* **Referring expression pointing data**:
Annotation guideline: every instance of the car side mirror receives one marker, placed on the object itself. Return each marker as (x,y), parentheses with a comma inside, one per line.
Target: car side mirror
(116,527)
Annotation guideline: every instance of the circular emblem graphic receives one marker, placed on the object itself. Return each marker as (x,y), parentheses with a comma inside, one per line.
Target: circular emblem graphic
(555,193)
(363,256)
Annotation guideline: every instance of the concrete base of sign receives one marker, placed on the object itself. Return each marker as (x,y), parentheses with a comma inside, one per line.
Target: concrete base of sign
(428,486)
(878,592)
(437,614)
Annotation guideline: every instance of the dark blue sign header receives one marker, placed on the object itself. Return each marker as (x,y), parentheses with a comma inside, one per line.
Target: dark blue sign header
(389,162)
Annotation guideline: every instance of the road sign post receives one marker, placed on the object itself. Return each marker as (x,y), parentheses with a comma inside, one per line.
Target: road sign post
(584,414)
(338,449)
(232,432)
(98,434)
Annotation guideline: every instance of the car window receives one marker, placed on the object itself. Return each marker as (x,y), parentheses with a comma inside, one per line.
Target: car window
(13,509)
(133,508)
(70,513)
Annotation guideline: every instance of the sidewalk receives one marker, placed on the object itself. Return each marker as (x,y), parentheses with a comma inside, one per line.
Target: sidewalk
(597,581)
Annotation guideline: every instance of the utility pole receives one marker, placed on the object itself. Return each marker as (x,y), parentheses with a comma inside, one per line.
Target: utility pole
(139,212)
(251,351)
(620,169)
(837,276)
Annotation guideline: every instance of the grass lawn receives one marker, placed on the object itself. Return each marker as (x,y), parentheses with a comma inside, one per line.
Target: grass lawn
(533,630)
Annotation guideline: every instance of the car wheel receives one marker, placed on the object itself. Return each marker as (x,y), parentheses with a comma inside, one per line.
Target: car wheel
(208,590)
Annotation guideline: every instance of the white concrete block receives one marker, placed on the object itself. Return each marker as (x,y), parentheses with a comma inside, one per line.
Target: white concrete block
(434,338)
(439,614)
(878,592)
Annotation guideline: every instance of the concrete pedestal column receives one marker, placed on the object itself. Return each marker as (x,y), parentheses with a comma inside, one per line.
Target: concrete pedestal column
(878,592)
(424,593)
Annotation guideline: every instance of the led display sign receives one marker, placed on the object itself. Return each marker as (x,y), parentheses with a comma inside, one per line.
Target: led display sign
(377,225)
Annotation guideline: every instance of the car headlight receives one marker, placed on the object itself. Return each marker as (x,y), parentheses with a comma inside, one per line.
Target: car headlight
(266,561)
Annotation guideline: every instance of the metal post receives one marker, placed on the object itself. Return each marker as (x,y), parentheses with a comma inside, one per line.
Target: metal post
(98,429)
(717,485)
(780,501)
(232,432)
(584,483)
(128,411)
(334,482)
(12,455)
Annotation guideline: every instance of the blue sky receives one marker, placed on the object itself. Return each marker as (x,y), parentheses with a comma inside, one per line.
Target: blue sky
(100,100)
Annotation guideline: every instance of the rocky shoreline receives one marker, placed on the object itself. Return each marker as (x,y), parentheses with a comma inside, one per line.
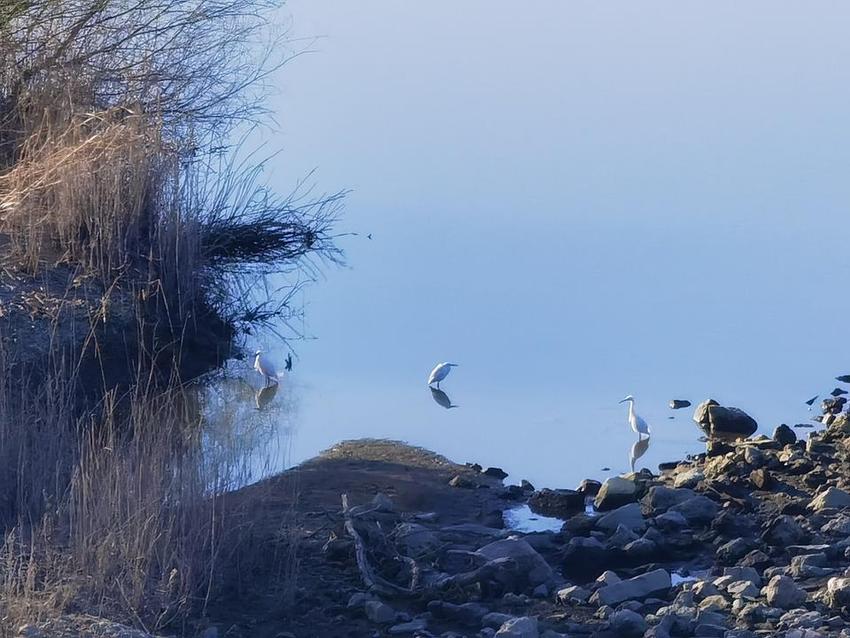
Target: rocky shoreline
(751,538)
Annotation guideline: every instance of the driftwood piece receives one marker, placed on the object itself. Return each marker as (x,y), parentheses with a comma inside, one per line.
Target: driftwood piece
(487,571)
(372,580)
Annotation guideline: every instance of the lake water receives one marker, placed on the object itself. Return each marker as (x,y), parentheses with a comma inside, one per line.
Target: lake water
(574,203)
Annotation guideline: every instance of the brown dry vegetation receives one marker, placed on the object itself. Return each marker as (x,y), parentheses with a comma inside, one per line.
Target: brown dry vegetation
(132,253)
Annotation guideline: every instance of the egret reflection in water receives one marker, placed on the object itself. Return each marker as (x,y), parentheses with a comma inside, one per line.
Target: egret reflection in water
(638,450)
(265,395)
(441,398)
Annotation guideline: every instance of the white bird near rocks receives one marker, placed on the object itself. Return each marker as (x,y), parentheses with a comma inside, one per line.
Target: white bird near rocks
(638,424)
(265,367)
(440,372)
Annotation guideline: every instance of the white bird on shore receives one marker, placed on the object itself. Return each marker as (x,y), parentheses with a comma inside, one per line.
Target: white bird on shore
(265,367)
(440,372)
(638,424)
(442,399)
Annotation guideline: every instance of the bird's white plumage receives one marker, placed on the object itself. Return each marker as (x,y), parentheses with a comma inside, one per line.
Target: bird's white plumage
(440,372)
(264,366)
(636,421)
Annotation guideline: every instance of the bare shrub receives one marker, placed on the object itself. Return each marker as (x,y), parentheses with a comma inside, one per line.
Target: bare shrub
(114,122)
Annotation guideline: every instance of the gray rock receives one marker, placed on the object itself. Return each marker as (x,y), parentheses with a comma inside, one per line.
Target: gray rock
(784,435)
(616,491)
(734,549)
(583,556)
(622,536)
(810,566)
(379,612)
(689,478)
(574,593)
(716,420)
(659,499)
(697,510)
(608,577)
(838,592)
(412,627)
(671,521)
(531,566)
(495,620)
(784,531)
(703,589)
(839,526)
(589,487)
(556,503)
(627,623)
(639,587)
(784,593)
(754,456)
(467,613)
(628,516)
(714,603)
(496,472)
(707,630)
(522,627)
(743,573)
(831,498)
(358,599)
(383,503)
(641,549)
(743,589)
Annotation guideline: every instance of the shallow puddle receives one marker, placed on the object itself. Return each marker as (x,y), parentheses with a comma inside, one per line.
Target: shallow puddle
(522,519)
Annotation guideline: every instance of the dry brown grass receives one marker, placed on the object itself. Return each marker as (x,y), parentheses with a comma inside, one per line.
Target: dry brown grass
(112,116)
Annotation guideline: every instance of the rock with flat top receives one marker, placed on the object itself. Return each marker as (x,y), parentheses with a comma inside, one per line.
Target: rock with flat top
(652,583)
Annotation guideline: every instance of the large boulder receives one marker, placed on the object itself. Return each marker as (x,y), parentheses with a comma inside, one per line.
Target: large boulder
(586,556)
(629,516)
(838,592)
(532,568)
(697,510)
(522,627)
(659,499)
(648,584)
(616,491)
(784,593)
(830,498)
(717,420)
(556,503)
(627,623)
(784,531)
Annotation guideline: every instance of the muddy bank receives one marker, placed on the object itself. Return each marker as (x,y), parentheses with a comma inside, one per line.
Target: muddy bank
(751,538)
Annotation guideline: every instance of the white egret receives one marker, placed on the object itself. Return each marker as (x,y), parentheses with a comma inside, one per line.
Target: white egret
(265,395)
(639,448)
(638,424)
(265,367)
(442,398)
(440,372)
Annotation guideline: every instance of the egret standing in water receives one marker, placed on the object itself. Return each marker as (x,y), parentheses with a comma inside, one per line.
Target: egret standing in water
(638,424)
(265,367)
(440,372)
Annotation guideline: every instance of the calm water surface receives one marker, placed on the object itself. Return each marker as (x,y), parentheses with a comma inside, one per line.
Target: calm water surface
(574,203)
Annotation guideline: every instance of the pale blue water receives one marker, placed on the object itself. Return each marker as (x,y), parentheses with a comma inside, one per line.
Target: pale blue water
(575,202)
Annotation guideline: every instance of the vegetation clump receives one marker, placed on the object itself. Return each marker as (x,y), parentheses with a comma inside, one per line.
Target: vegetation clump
(133,255)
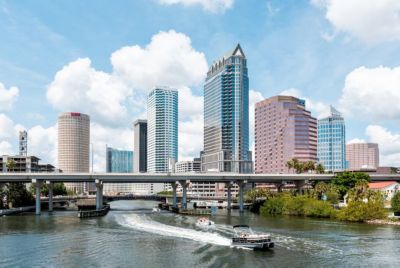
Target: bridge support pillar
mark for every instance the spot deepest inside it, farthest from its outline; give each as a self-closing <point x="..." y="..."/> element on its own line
<point x="174" y="198"/>
<point x="241" y="184"/>
<point x="229" y="194"/>
<point x="50" y="188"/>
<point x="184" y="185"/>
<point x="37" y="184"/>
<point x="99" y="195"/>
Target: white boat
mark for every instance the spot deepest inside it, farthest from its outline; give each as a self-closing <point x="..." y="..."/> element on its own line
<point x="156" y="210"/>
<point x="204" y="222"/>
<point x="245" y="237"/>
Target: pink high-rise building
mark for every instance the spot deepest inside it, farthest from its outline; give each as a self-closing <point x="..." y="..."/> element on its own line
<point x="284" y="129"/>
<point x="362" y="156"/>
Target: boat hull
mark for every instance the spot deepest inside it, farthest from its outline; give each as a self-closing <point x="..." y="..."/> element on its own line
<point x="262" y="245"/>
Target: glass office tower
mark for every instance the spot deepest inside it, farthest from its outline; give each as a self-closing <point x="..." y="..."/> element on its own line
<point x="162" y="129"/>
<point x="332" y="141"/>
<point x="226" y="115"/>
<point x="119" y="161"/>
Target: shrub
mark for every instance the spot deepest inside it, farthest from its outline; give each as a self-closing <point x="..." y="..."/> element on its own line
<point x="273" y="206"/>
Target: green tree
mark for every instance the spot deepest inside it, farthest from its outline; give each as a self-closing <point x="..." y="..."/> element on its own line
<point x="363" y="210"/>
<point x="347" y="180"/>
<point x="330" y="191"/>
<point x="396" y="203"/>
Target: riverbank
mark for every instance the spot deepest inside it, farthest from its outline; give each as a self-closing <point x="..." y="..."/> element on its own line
<point x="385" y="222"/>
<point x="15" y="211"/>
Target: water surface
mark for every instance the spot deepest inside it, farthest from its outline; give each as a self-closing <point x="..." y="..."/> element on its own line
<point x="132" y="235"/>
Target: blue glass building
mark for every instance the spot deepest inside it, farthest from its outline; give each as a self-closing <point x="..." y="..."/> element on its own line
<point x="119" y="161"/>
<point x="332" y="142"/>
<point x="162" y="129"/>
<point x="226" y="115"/>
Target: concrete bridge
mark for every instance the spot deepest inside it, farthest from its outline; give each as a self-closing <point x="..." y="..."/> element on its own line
<point x="174" y="178"/>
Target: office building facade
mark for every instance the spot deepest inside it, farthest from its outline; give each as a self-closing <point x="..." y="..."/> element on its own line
<point x="332" y="141"/>
<point x="362" y="156"/>
<point x="226" y="115"/>
<point x="74" y="146"/>
<point x="162" y="129"/>
<point x="284" y="130"/>
<point x="140" y="145"/>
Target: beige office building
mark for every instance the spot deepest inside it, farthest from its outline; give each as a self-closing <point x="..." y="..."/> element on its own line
<point x="362" y="156"/>
<point x="74" y="146"/>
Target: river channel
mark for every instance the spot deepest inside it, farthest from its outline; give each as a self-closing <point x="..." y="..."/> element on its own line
<point x="131" y="235"/>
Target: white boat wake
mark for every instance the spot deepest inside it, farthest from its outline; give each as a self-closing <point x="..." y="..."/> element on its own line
<point x="145" y="224"/>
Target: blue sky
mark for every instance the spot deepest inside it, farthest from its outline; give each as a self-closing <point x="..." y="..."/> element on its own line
<point x="330" y="52"/>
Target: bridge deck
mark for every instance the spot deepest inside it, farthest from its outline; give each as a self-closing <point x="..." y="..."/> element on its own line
<point x="173" y="177"/>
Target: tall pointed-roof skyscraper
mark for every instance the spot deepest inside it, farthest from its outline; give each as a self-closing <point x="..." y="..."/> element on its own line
<point x="226" y="115"/>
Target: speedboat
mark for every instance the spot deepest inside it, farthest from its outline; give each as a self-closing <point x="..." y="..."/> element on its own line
<point x="204" y="222"/>
<point x="245" y="237"/>
<point x="156" y="210"/>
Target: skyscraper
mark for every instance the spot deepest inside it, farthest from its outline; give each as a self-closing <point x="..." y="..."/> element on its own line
<point x="362" y="156"/>
<point x="284" y="129"/>
<point x="23" y="143"/>
<point x="140" y="145"/>
<point x="226" y="115"/>
<point x="162" y="128"/>
<point x="73" y="146"/>
<point x="332" y="141"/>
<point x="119" y="161"/>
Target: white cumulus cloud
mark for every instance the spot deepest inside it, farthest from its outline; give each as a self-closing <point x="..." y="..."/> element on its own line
<point x="317" y="108"/>
<point x="389" y="144"/>
<point x="371" y="21"/>
<point x="7" y="97"/>
<point x="209" y="5"/>
<point x="79" y="87"/>
<point x="115" y="99"/>
<point x="372" y="93"/>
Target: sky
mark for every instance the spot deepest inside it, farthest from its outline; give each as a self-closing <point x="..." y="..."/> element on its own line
<point x="102" y="57"/>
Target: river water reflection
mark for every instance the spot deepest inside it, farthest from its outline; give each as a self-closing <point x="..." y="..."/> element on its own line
<point x="131" y="235"/>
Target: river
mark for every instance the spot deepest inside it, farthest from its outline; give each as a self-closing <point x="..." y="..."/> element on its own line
<point x="131" y="235"/>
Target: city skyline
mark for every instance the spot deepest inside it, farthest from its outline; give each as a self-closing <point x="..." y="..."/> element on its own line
<point x="340" y="62"/>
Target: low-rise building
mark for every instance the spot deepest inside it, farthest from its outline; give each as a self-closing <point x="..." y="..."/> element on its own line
<point x="387" y="188"/>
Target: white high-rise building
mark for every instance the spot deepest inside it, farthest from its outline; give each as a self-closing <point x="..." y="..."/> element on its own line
<point x="162" y="128"/>
<point x="74" y="146"/>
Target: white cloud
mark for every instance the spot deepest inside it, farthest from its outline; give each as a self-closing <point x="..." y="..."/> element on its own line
<point x="42" y="142"/>
<point x="6" y="127"/>
<point x="6" y="148"/>
<point x="169" y="59"/>
<point x="7" y="97"/>
<point x="368" y="20"/>
<point x="372" y="93"/>
<point x="318" y="108"/>
<point x="389" y="144"/>
<point x="209" y="5"/>
<point x="79" y="87"/>
<point x="114" y="99"/>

* **Try it**: Search the data above for the string "office" and copy each line that has it.

* **Response below**:
Target: glass office tower
Target: office building facade
Target: beige office building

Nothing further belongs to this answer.